Dataset records:
--- START ---

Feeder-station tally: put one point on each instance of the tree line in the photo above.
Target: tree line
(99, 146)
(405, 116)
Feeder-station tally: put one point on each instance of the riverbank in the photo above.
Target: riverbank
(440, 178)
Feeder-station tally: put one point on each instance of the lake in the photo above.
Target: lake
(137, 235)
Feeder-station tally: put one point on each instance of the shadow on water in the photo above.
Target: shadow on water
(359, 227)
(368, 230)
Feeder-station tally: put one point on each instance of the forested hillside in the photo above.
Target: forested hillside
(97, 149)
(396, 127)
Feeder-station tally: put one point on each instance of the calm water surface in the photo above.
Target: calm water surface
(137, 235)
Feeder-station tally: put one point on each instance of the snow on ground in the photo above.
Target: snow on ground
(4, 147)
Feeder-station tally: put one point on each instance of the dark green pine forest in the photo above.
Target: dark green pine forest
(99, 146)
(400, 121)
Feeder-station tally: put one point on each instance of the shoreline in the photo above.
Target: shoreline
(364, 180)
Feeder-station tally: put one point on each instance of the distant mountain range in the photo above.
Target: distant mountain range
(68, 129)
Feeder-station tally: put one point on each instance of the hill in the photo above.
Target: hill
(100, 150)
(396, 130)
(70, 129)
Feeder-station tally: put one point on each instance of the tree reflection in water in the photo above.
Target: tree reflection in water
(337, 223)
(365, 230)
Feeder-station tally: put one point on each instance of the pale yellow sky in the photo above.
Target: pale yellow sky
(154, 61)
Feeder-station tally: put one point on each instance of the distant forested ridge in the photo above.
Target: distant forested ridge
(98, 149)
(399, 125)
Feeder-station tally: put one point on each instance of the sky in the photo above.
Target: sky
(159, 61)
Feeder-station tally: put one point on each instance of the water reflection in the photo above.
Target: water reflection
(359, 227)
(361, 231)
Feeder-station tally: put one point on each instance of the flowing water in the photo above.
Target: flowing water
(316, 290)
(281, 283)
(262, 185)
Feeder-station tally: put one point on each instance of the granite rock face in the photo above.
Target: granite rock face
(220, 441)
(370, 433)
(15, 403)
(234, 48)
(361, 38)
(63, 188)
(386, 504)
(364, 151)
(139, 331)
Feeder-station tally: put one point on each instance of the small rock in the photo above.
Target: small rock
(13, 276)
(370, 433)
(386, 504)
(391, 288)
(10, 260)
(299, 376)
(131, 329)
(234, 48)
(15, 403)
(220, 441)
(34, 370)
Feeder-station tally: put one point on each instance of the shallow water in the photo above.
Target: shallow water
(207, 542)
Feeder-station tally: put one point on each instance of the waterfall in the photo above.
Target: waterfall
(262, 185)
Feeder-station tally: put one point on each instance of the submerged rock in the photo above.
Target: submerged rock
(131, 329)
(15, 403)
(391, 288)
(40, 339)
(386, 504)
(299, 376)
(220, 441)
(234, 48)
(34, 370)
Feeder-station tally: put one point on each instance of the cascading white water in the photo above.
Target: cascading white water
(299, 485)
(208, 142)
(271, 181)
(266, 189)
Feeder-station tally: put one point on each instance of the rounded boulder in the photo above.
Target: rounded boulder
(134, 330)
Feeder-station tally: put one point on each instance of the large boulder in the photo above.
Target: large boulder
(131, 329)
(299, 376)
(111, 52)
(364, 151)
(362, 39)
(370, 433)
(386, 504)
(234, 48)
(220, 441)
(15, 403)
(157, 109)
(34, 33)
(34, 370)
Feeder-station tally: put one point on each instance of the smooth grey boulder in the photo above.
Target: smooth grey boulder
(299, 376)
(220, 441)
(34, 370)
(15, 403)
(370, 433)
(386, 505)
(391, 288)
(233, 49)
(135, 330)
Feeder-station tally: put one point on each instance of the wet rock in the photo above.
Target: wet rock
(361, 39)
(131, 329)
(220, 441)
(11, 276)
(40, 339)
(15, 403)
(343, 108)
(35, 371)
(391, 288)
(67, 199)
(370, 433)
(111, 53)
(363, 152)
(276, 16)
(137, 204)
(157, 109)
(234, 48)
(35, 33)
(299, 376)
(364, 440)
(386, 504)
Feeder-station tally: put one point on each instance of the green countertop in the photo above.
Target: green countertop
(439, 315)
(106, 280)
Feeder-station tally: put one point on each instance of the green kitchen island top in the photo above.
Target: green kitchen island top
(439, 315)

--- END ---

Activity:
All lines from the top of the data through the line containing "shoreline in the photo above." need to be retyped exactly, and nothing more.

Result of the exercise:
Feeder-station tally: put one point on each instance of the tree line in the photo above.
Target: tree line
(99, 146)
(405, 116)
Feeder-station tally: put one point on each instance of the riverbank in the photo above.
Target: riverbank
(440, 178)
Feeder-station tally: put one point on each instance of the lake in the photo above.
Target: lake
(137, 235)
Feeder-station tally: put one point on each instance of the shadow on water in the photo above.
Target: shadow on water
(359, 227)
(368, 230)
Feeder-station tally: put one point on each instance of the forested hillside in the photo above.
Target: forested hillside
(97, 149)
(396, 127)
Feeder-station tally: put one point on each instance of the calm water surface in the photo above.
Target: calm water surface
(137, 235)
Feeder-station tally: put one point on each instance of the snow on ground in the photo above.
Target: snow on ground
(4, 147)
Feeder-station tally: put one point on each instance of the dark green pine forest in the photo above.
Target: dark green pine forest
(99, 146)
(400, 121)
Feeder-station tally: put one point on each instance of the shoreline in the photo above.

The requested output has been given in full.